#### DATA:
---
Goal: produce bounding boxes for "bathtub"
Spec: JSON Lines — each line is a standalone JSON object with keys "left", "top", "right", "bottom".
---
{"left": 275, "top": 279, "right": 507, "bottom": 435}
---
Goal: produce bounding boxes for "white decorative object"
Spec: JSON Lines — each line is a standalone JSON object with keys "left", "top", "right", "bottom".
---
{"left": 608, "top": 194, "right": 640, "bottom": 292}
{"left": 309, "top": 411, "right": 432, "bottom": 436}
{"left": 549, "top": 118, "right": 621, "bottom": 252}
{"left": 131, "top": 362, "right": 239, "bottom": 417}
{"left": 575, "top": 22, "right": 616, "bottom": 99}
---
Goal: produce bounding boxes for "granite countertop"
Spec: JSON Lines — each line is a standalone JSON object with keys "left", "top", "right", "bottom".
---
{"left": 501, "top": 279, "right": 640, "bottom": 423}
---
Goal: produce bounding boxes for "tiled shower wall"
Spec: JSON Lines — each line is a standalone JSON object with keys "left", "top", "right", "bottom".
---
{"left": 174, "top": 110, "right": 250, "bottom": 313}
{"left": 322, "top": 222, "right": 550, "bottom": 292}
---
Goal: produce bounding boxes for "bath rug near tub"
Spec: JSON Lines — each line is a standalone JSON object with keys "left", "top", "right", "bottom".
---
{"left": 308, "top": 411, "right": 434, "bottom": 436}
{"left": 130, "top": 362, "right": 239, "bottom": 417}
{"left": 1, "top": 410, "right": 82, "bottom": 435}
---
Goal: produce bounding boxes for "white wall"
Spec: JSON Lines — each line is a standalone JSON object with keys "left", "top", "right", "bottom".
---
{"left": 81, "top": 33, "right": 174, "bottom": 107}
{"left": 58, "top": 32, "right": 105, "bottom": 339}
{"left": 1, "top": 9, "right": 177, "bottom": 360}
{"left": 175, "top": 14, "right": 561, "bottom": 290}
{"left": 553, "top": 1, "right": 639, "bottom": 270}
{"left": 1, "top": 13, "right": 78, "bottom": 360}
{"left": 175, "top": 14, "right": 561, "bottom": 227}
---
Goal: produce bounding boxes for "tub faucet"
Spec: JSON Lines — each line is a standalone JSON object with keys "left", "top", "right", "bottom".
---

#### WHAT TO DO:
Recreate the full listing above precisely.

#### EXERCISE RESULT:
---
Goal: produce bounding boxes for "bathtub"
Spec: JSON Lines — each line is a standalone JSON object with keys "left", "top", "right", "bottom".
---
{"left": 275, "top": 279, "right": 507, "bottom": 435}
---
Goal: produce bounding boxes for "white decorative object"
Spec: JSON Lines — each line is a standalone JSON object with keys "left", "top", "right", "bottom".
---
{"left": 608, "top": 194, "right": 640, "bottom": 292}
{"left": 309, "top": 411, "right": 432, "bottom": 436}
{"left": 549, "top": 118, "right": 621, "bottom": 252}
{"left": 131, "top": 362, "right": 239, "bottom": 417}
{"left": 575, "top": 22, "right": 616, "bottom": 99}
---
Goal: produce bounding boxes for "granite countertop"
Spec: JSON Lines — each line is a standalone JSON object with keys "left", "top", "right", "bottom".
---
{"left": 501, "top": 279, "right": 640, "bottom": 423}
---
Goal: produce bounding boxes for "tiled shower wall"
Spec: JSON Lines — each line is a standalone JSON object with keys "left", "top", "right", "bottom".
---
{"left": 174, "top": 110, "right": 250, "bottom": 313}
{"left": 322, "top": 222, "right": 550, "bottom": 292}
---
Goal: produce bounding boxes for "bath rug near tub"
Spec: JSON Lines — each line is a standalone JSON object with keys "left", "top", "right", "bottom".
---
{"left": 308, "top": 411, "right": 434, "bottom": 436}
{"left": 130, "top": 362, "right": 239, "bottom": 417}
{"left": 1, "top": 410, "right": 82, "bottom": 435}
---
Goal: produce bounding boxes for "white wall"
Spec: JSON Lines — each line is a standalone JSON object with keys "left", "top", "right", "bottom".
---
{"left": 81, "top": 33, "right": 174, "bottom": 107}
{"left": 58, "top": 32, "right": 105, "bottom": 339}
{"left": 1, "top": 9, "right": 177, "bottom": 360}
{"left": 175, "top": 14, "right": 561, "bottom": 290}
{"left": 553, "top": 1, "right": 639, "bottom": 270}
{"left": 1, "top": 13, "right": 78, "bottom": 360}
{"left": 175, "top": 14, "right": 561, "bottom": 227}
---
Goal: produce bounding boxes for "tub faucet"
Spec: JSON Lines — each line is a standalone JSON object with keys "left", "top", "right", "bottom".
---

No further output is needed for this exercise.